▶ _TO-DO ITEM 1_: Based on the kenpo forum thread, answer yes or no to each statement and quote the words from the thread that decide it: (a) The first post asks what has changed in someone's training over the last ten years. (b) The person asking says he practices AK. (c) In the second post, the question is passed on to Master White.

TEXT PASSAGE Block Start

# learning



## marlon (Sep 2, 2008)

Master Conatser,
What is the most important thing you have learned in the last tren years about kenpo?  What is the most significant change/ addition to your training in the last ten years?

Respectfully,
marlon wilson


----------



## marlon (Oct 5, 2008)

marlon said:


> Master Conatser,
> What is the most important thing you have learned in the last ten years about kenpo? What is the most significant change/ addition to your training in the last ten years?
> 
> Respectfully,
> marlon wilson


 

I would like to address the above question to Master White.  Master White i hope you are able to find the time to answer.  I am not an AK practioner yet I would still like to benefit from your learning and knowledge and experience.

REspectfully,
Marlon Wilson


----------



## Bob White (Oct 6, 2008)

TEXT PASSAGE Block End
RECORD EXCERPTS Block Start

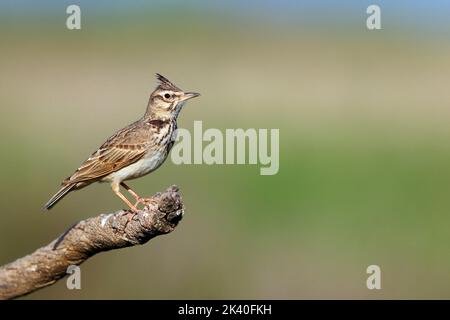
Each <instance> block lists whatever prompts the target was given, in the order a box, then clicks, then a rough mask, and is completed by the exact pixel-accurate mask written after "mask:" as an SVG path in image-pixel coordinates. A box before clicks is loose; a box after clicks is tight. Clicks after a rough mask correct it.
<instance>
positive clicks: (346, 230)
mask: <svg viewBox="0 0 450 320" xmlns="http://www.w3.org/2000/svg"><path fill="white" fill-rule="evenodd" d="M72 3H76V4H78V5H80V7H81V12H82V29H81V30H79V31H69V30H67V29H66V27H65V20H66V17H67V15H66V13H65V10H66V7H67V6H68V5H69V4H72ZM369 4H372V3H371V2H369V1H348V2H346V4H345V5H344V4H341V3H340V2H338V1H318V2H317V1H316V2H313V1H310V2H300V1H281V2H280V1H276V2H275V1H273V2H271V1H248V2H246V1H244V2H238V1H230V2H227V3H219V2H202V1H192V2H184V1H169V2H162V1H156V2H144V1H131V2H128V1H127V2H114V1H110V2H108V1H100V2H96V3H95V4H93V3H90V2H88V1H77V2H68V1H58V2H56V1H44V2H42V3H40V4H37V3H34V2H33V3H32V2H31V1H30V2H16V1H14V2H3V3H2V5H0V8H1V13H0V18H1V19H0V39H1V44H0V45H1V48H0V70H1V72H0V105H1V118H0V133H1V139H0V143H1V145H0V147H1V150H2V156H1V158H0V168H1V177H2V183H1V184H0V188H1V193H0V194H1V198H0V199H1V200H0V201H1V206H2V208H3V209H2V219H1V220H2V222H1V223H0V264H5V263H8V262H10V261H12V260H14V259H16V258H18V257H21V256H23V255H25V254H28V253H31V252H32V251H34V250H35V249H37V248H38V247H39V246H41V245H44V244H46V243H48V242H49V241H51V240H52V239H54V238H55V237H57V236H58V235H59V234H60V233H61V232H62V231H63V230H65V229H66V228H68V227H69V226H71V225H72V224H73V223H74V222H75V221H78V220H81V219H84V218H87V217H89V216H93V215H97V214H99V213H104V212H105V213H106V212H110V211H115V210H117V209H120V208H122V207H123V203H122V202H121V201H120V200H119V199H118V198H117V197H116V196H114V195H113V193H112V192H111V190H110V188H109V186H108V185H105V184H95V185H92V186H90V187H88V188H86V189H83V190H81V191H78V192H76V193H72V194H70V195H69V196H68V197H67V198H65V199H64V200H63V201H62V202H60V203H59V204H58V205H57V206H56V207H55V208H54V209H53V210H52V211H51V212H50V213H45V212H43V211H42V210H41V208H42V206H43V204H44V203H45V202H46V201H47V200H48V198H49V197H50V196H51V195H52V194H53V193H54V192H56V191H57V189H58V187H59V184H60V182H61V180H62V179H63V178H65V177H67V176H68V175H70V174H71V173H72V172H73V170H75V169H76V168H77V166H78V165H79V164H80V163H81V162H82V161H83V160H84V159H85V158H86V157H87V156H88V155H89V154H90V153H91V152H92V151H94V150H95V149H96V148H97V147H98V146H99V145H100V144H101V143H102V142H103V141H104V140H105V139H106V138H107V137H108V136H109V135H111V134H112V133H114V132H115V130H117V129H119V128H121V127H123V126H125V125H127V124H128V123H130V122H132V121H134V120H136V119H138V118H139V117H140V116H141V115H142V114H143V113H144V111H145V107H146V103H147V98H148V95H149V94H150V92H151V91H152V90H153V88H154V87H155V80H154V76H153V74H154V73H155V72H160V73H162V74H164V75H166V76H167V77H168V78H169V79H171V80H173V81H174V82H175V83H176V84H177V85H178V86H180V87H181V88H183V89H186V90H192V91H198V92H201V93H202V96H201V98H199V99H196V100H195V101H192V102H190V103H189V104H188V105H187V107H186V108H185V109H184V110H183V112H182V114H181V116H180V120H179V126H180V127H184V128H192V125H193V121H194V120H202V121H203V126H204V128H209V127H213V128H220V129H225V128H279V129H280V171H279V173H278V174H277V175H275V176H260V175H259V167H258V166H254V165H253V166H251V165H228V166H226V165H222V166H218V165H213V166H207V165H181V166H176V165H173V164H172V163H171V161H170V160H169V161H166V163H165V164H164V165H163V166H162V167H161V168H160V169H159V170H158V171H156V172H154V173H153V174H151V175H149V176H146V177H144V178H141V179H139V180H134V181H131V182H130V185H132V186H133V187H134V188H135V189H136V190H137V191H138V192H139V193H143V194H147V195H151V194H153V193H155V192H157V191H161V190H163V189H165V188H166V187H168V186H169V185H172V184H177V185H178V186H179V187H180V188H181V191H182V193H183V197H184V202H185V205H186V208H187V211H186V215H185V219H184V220H183V221H182V223H181V224H180V225H179V226H178V228H177V229H176V231H175V232H173V233H172V234H170V235H168V236H162V237H158V238H156V239H154V240H152V241H151V242H150V243H148V244H147V245H145V246H140V247H134V248H128V249H122V250H120V251H113V252H108V253H103V254H99V255H97V256H95V257H93V258H92V259H90V260H88V261H87V262H86V263H84V264H83V265H82V267H81V272H82V289H81V290H78V291H77V290H72V291H70V290H67V289H66V286H65V281H64V280H63V281H60V282H59V283H57V284H56V285H54V286H51V287H48V288H45V289H43V290H41V291H38V292H36V293H33V294H32V295H29V296H27V297H26V298H27V299H37V298H41V299H56V298H60V299H75V298H81V299H103V298H113V299H118V298H125V299H166V298H170V299H200V298H201V299H207V298H214V299H218V298H238V299H241V298H248V299H253V298H267V299H269V298H275V299H282V298H289V299H304V298H307V299H309V298H326V299H337V298H358V299H359V298H370V299H379V298H389V299H390V298H401V299H408V298H450V250H449V247H450V196H449V195H450V143H449V142H450V128H449V125H448V124H449V116H450V111H449V106H450V90H449V88H448V86H449V80H450V78H449V77H450V44H449V41H448V39H449V37H448V36H449V35H450V32H449V30H450V22H448V19H447V18H446V17H447V16H448V13H449V12H450V6H449V4H448V3H445V2H444V1H435V2H433V4H430V3H428V2H427V1H396V2H395V4H393V3H388V2H387V1H377V4H379V5H380V6H381V9H382V28H383V29H382V30H378V31H368V30H367V29H366V26H365V19H366V17H367V14H366V8H367V6H368V5H369ZM371 264H377V265H379V266H380V267H381V271H382V280H381V285H382V289H381V290H372V291H371V290H368V289H367V288H366V278H367V276H368V275H367V274H366V268H367V266H368V265H371Z"/></svg>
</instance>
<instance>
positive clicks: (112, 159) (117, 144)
mask: <svg viewBox="0 0 450 320" xmlns="http://www.w3.org/2000/svg"><path fill="white" fill-rule="evenodd" d="M152 143H154V142H153V141H152V139H151V131H150V130H148V129H147V130H146V129H145V128H144V127H142V126H140V125H139V123H138V122H136V123H133V124H131V125H129V126H128V127H126V128H124V129H122V130H120V131H118V132H117V133H116V134H115V135H113V136H111V137H110V138H109V139H108V140H107V141H106V142H105V143H104V144H103V145H102V146H101V147H100V148H99V149H98V150H97V151H96V152H94V153H93V154H92V155H91V156H90V157H89V158H88V159H87V160H86V161H85V162H83V164H82V165H81V166H80V167H79V168H78V169H77V170H76V171H75V172H74V174H73V175H72V176H70V177H69V178H67V179H66V180H65V181H64V182H63V184H72V183H78V182H82V181H88V180H97V179H100V178H102V177H104V176H107V175H108V174H110V173H113V172H115V171H118V170H120V169H122V168H124V167H126V166H129V165H130V164H132V163H134V162H136V161H138V160H139V159H141V158H142V157H143V156H144V155H145V154H146V153H147V151H148V150H149V148H152Z"/></svg>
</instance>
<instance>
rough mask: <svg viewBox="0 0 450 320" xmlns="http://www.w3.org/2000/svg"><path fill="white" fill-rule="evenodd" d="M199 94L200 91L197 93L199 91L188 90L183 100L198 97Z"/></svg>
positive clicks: (184, 94) (182, 98)
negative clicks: (192, 91)
mask: <svg viewBox="0 0 450 320" xmlns="http://www.w3.org/2000/svg"><path fill="white" fill-rule="evenodd" d="M199 95H200V93H197V92H186V93H185V94H184V95H183V98H182V100H181V101H185V100H189V99H192V98H196V97H198V96H199Z"/></svg>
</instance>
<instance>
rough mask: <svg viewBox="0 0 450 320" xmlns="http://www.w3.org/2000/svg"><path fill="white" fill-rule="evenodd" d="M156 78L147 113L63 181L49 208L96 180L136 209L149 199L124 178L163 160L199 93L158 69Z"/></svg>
mask: <svg viewBox="0 0 450 320" xmlns="http://www.w3.org/2000/svg"><path fill="white" fill-rule="evenodd" d="M156 78H157V79H158V80H159V84H158V86H157V88H156V89H155V90H154V91H153V92H152V94H151V95H150V99H149V102H148V106H147V111H146V112H145V115H144V116H143V117H142V118H141V119H139V120H138V121H136V122H134V123H132V124H130V125H129V126H127V127H125V128H123V129H121V130H119V131H118V132H117V133H116V134H114V135H113V136H111V137H110V138H109V139H108V140H106V142H105V143H104V144H102V145H101V147H100V148H99V149H98V150H97V151H95V152H94V153H93V154H92V155H91V156H90V157H89V158H88V159H87V160H86V161H85V162H83V164H81V166H80V167H79V168H78V169H77V170H76V171H75V172H74V174H72V175H71V176H70V177H69V178H67V179H66V180H64V181H63V183H62V187H61V189H60V190H59V191H58V192H57V193H56V194H55V195H54V196H53V197H52V198H51V199H50V200H49V201H48V202H47V203H46V204H45V206H44V207H45V208H46V209H48V210H49V209H51V208H52V207H53V206H54V205H55V204H56V203H57V202H58V201H59V200H61V199H62V198H63V197H64V196H65V195H66V194H67V193H69V192H70V191H74V190H78V189H81V188H84V187H86V186H87V185H89V184H91V183H93V182H109V183H110V184H111V188H112V190H113V191H114V193H115V194H116V195H117V196H118V197H119V198H120V199H122V200H123V201H124V202H125V203H126V204H127V205H128V206H129V207H130V208H131V209H132V210H133V211H135V212H136V211H137V210H138V209H137V207H136V206H137V205H138V203H142V204H145V203H146V199H144V198H141V197H140V196H138V195H137V193H136V192H134V191H133V190H131V189H130V187H128V186H127V185H126V184H125V183H124V181H126V180H130V179H135V178H139V177H142V176H143V175H146V174H148V173H150V172H152V171H154V170H156V169H157V168H158V167H159V166H160V165H161V164H162V163H163V162H164V160H165V159H166V158H167V155H168V154H169V151H170V149H171V148H172V146H173V143H174V140H175V136H174V133H175V130H176V128H177V117H178V114H179V113H180V110H181V108H182V107H183V105H184V104H185V103H186V101H187V100H188V99H191V98H195V97H198V96H199V95H200V94H198V93H195V92H184V91H183V90H181V89H180V88H178V87H177V86H175V85H174V84H173V83H172V82H170V81H169V80H168V79H167V78H165V77H163V76H162V75H160V74H158V73H157V74H156ZM119 186H122V187H124V188H125V189H126V190H127V191H128V192H129V193H130V194H131V195H132V196H133V197H134V198H135V199H136V204H134V205H133V204H132V203H131V202H130V201H129V200H128V199H127V198H126V197H125V196H124V195H123V194H122V193H120V190H119Z"/></svg>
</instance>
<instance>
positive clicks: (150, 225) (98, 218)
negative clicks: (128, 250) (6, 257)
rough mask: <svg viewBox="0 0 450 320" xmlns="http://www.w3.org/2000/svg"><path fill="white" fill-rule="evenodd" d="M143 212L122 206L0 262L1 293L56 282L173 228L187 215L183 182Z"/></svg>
mask: <svg viewBox="0 0 450 320" xmlns="http://www.w3.org/2000/svg"><path fill="white" fill-rule="evenodd" d="M151 199H152V203H151V204H149V205H147V206H146V207H145V208H144V209H143V210H141V211H139V212H138V213H132V212H130V211H123V210H121V211H118V212H115V213H109V214H101V215H99V216H96V217H92V218H88V219H86V220H82V221H80V222H78V223H76V224H74V225H73V226H72V227H71V228H69V229H68V230H67V231H66V232H64V233H63V234H62V235H61V236H60V237H58V238H57V239H55V240H54V241H52V242H51V243H49V244H48V245H46V246H44V247H42V248H39V249H37V250H36V251H35V252H33V253H32V254H30V255H27V256H25V257H23V258H20V259H17V260H16V261H14V262H11V263H9V264H7V265H4V266H2V267H0V299H12V298H16V297H20V296H23V295H26V294H28V293H31V292H33V291H35V290H38V289H40V288H43V287H46V286H49V285H52V284H53V283H55V282H56V281H58V280H59V279H61V278H62V277H64V276H65V275H66V274H67V273H66V272H67V268H68V267H69V266H71V265H79V264H81V263H83V262H84V261H86V260H87V259H88V258H89V257H91V256H93V255H95V254H97V253H99V252H102V251H108V250H113V249H119V248H124V247H130V246H134V245H138V244H144V243H146V242H147V241H149V240H150V239H152V238H154V237H156V236H158V235H162V234H167V233H169V232H172V231H173V230H174V229H175V227H176V226H177V224H178V222H179V221H180V220H181V218H182V216H183V203H182V200H181V196H180V194H179V192H178V188H177V187H175V186H172V187H170V188H169V189H167V190H166V191H165V192H164V193H162V194H160V193H158V194H156V195H154V196H153V197H152V198H151Z"/></svg>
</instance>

RECORD EXCERPTS Block End

▶ _TO-DO ITEM 2_: Collect every line of the rows above that contains the string "positive", matching upper and lower case exactly.

▶ _ANSWER 1_:
(a) Yes: "What is the most significant change/ addition to your training in the last ten years?"
(b) No: "I am not an AK practioner"
(c) Yes: "I would like to address the above question to Master White."

▶ _ANSWER 2_:
positive clicks: (346, 230)
positive clicks: (112, 159) (117, 144)
positive clicks: (184, 94) (182, 98)
positive clicks: (150, 225) (98, 218)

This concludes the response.